» DESCRIPTION OF THE TASK:
Reproduce the part of the passage on IRF3 in sepsis between "Furthermore, caspase-11 activation" and "by various factors.", inclusive.

Fucoxanthin (FX), which is a carotenoid derived from brown algae, binds to IRF3 and inhibits the phosphorylation of IRF3, then reduces pro-inflammatory cytokine production, thereby decreasing mortality in a mouse CLP-induced sepsis model (50). Further, FX also affects microbiota composition in intestine, that influences the development of sepsis. FX significantly reduced the bacterial load in the abdominal cavity in CLP-induced sepsis mice model via and increased the short-chain fatty acids (SCFAs) levels such as acetic and propionic acids, which showed negative correlations with the expression levels of inflammatory factors, in their intestines (51). FX alters the microbial diversity and promotes SCFAs production, in CLP-induced sepsis mice model, thus reshaping gut homeostasis (51).

The importance of IRF3 activation in the induction of septic shock is also confirmed by the results of epidermal growth factor receptor (EGFR) inhibitors (52). The binding of LPS to TLR4 and EGF to EGFR, respectively, both on the plasma membrane led to endocytosis. EGFR is important for the activation of PI3K/AKT pathway which is required for β-catenin activation and IRF-driven gene expression of TLR4 signaling. Further, the kinase activity of EGFR is needed for the activation both of IRF3 and its co-activator, β-catenin. If EGFR activity is inhibited, LPS-induced induction of IFN and ISGs is spoiled, then septic shock response is impaired. Indeed, the EGFR kinase activity inhibitor (gefitinib)-treated mice were protected from LPS-induced septic shock by the selective block of the IRF-driven genes in TLR4 signaling (52). These results demonstrate the selective regulation of TLR4 signaling by direct and indirect IRF3 inhibitors and emphasize the potential use of these inhibitors to treat sepsis.

3.4. Intracellular molecules and IRF3 activation

Accumulating evidence suggests that inflammation, cardiomyocyte apoptosis, and pyroptosis are involved in developing sepsis and sepsis-induced cardiomyopathy (SIC). IRF3 is important for sepsis-induced cardiac injury (53). In wild type mice and cardiomyocytes, LPS-induced cardiac injury stimulates STING through cGAS -cGAMP, which further mobilizes TBK1, then IRF3 is phosphorylated. Phosphorylated IRF3 subsequently translocated into nucleus and increased the expression of NOD-like receptor protein 3 (NLRP3). STING knockout attenuates LPS-induced cardiac injury by preventing NLRP3-mediated inflammation, apoptosis, and pyroptosis. This study suggests that STING-IRF3 might be a therapeutic target for SIC (53).

Furthermore, caspase-11 activation can also be affected by other proteins (54). The caspase-11 inflammasome in macrophages is negatively regulated by the zinc (Zn2+)-regulating protein, metallothionein 3 (MT3). In challenge with intracellular lipopolysaccharide, macrophages increased MT3 expression, which reduced the activation of caspase-11, caspase-1 and IL-1β. It is considered that MT3 increased intra-macrophage Zn2+ to downmodulate the TRIF-IRF3-STAT1 axis, a prerequisite for caspase-11 effector function. MT3 suppresses the activation of the caspase-11 inflammasome in vivo, whereas caspase-11 and MT3 synergistically impair antibacterial immunity (54). Thus, the inflammasome activation signal is influenced by various factors.

» ENTRIES PROVIDED:
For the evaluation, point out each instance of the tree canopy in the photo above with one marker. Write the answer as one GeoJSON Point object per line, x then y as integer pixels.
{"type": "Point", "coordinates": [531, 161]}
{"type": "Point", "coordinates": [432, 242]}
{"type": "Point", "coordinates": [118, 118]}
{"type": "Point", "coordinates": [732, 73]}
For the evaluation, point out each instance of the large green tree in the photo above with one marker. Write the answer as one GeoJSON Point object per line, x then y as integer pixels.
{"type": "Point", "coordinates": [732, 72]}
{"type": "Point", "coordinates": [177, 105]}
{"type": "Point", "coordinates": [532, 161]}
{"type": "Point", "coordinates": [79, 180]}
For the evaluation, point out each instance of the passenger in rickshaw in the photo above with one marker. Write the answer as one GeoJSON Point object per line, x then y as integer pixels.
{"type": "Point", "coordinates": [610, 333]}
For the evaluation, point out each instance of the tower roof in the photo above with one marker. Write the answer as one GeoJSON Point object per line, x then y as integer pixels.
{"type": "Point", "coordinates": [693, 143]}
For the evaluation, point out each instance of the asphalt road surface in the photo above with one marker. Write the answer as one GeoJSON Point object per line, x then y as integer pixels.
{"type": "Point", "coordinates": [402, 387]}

» EXERCISE ANSWER:
Furthermore, caspase-11 activation can also be affected by other proteins (54). The caspase-11 inflammasome in macrophages is negatively regulated by the zinc (Zn2+)-regulating protein, metallothionein 3 (MT3). In challenge with intracellular lipopolysaccharide, macrophages increased MT3 expression, which reduced the activation of caspase-11, caspase-1 and IL-1β. It is considered that MT3 increased intra-macrophage Zn2+ to downmodulate the TRIF-IRF3-STAT1 axis, a prerequisite for caspase-11 effector function. MT3 suppresses the activation of the caspase-11 inflammasome in vivo, whereas caspase-11 and MT3 synergistically impair antibacterial immunity (54). Thus, the inflammasome activation signal is influenced by various factors.